►

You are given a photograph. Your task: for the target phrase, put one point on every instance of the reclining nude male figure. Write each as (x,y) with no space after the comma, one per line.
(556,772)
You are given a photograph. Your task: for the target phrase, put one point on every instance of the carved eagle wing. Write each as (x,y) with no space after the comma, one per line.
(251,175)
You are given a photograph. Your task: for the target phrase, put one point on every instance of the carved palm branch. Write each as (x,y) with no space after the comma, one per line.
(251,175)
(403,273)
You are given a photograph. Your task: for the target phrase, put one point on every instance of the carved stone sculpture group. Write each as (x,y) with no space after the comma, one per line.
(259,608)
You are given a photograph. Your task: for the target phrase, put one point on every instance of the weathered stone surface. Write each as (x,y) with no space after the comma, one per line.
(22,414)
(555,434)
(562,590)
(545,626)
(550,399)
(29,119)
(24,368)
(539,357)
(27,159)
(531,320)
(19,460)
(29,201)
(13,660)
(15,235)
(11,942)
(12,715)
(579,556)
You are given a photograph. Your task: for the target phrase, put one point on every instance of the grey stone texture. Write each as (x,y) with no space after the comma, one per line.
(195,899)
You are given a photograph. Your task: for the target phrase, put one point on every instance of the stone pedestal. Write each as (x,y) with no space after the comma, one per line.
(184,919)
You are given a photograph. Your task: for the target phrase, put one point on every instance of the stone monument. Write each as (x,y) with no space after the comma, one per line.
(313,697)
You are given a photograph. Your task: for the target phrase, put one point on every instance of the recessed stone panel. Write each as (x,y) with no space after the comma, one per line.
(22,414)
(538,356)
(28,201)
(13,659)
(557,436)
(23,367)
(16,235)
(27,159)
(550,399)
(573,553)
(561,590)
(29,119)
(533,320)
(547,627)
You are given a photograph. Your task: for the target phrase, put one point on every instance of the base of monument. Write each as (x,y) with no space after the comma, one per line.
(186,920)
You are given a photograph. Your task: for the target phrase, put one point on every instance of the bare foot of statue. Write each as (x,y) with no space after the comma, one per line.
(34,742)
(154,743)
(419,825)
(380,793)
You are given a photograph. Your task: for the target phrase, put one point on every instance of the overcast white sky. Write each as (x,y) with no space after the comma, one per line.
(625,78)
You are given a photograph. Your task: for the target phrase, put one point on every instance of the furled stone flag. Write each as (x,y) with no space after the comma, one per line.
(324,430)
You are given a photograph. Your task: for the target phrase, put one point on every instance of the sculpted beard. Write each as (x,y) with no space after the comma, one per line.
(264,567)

◄

Your objective
Write out all of the items above again, word for word.

Solution to this task
You are given a photograph. Your task: for the target phrase, put one point on every instance of the reclining nude male figure. Write each as (x,y) with no space after the comma, one per line.
(556,772)
You are given a photograph. Your task: for the target phrase, put one point on every instance of the carved eagle wing. Write each as (x,y) with no space after the comma, one per line.
(251,175)
You are given a photograph. Your task: for the target phrase, put one point on every instance of the carved palm branch. Write each as (x,y) with no space after the comma, one per line.
(251,175)
(403,273)
You are given a photograph. Your task: for the target phrase, put one point on every instance of the carved stone sculpture group. Write each as (x,y) with no space after the comma, one per line.
(259,608)
You are given a photograph. Your task: for the target phrase, put one point on every instance of the weathered stone surface. Write each as (x,y) with no space after the comma, one per line.
(22,414)
(555,434)
(562,590)
(545,626)
(550,399)
(29,119)
(24,368)
(539,357)
(27,159)
(531,320)
(19,460)
(29,201)
(13,660)
(15,235)
(11,942)
(12,715)
(579,556)
You are given a photograph. Your task: for the target phrase, put one point on every instance of the grey stone texture. Write each as (x,y) with no space after the comma, one per line.
(195,899)
You are given a photograph. Your task: for the target phrase, put one point on every instance of the stone pedestal. Write each as (x,y) with no space after the comma, one per line.
(184,919)
You are given a photograph. Your task: for the target phrase, put one point on every instance of the stone monument. Write each as (x,y) with no space after the comma, one per line.
(313,697)
You are given a photograph. Your task: for the target phrase, put one point on every instance of the recessed stone panel. Write each as (x,y) with no space after the comma, one per line.
(22,414)
(538,356)
(28,201)
(13,659)
(557,436)
(23,367)
(16,235)
(27,159)
(550,399)
(573,553)
(561,590)
(29,119)
(533,320)
(547,627)
You are given a photograph. Your task: for the target phrase, put one point on every instance of the base of monument. Write each as (x,y) with no space after the comma, one per line.
(186,920)
You are given a photograph. Your task: for the target phrase, put one point on every instance of the bare foot of statue. Write each as (x,y) with no space after the comma, one per line.
(34,742)
(154,743)
(419,825)
(380,793)
You are given a photograph. Your task: for the target phrase, put one point on every instance of the overcast white sky. Write each as (x,y) with no space after the comma, one per line.
(625,78)
You are given a photograph. Your task: for the target phrase, put one point on every instance of the furled stone flag. Write each as (x,y) with no space after the comma, one per line.
(324,430)
You are given a photograph. Your task: for the target phrase, put one point on every instance of the sculpted beard. Write each as (x,y) with no space after the comma, one per line.
(264,567)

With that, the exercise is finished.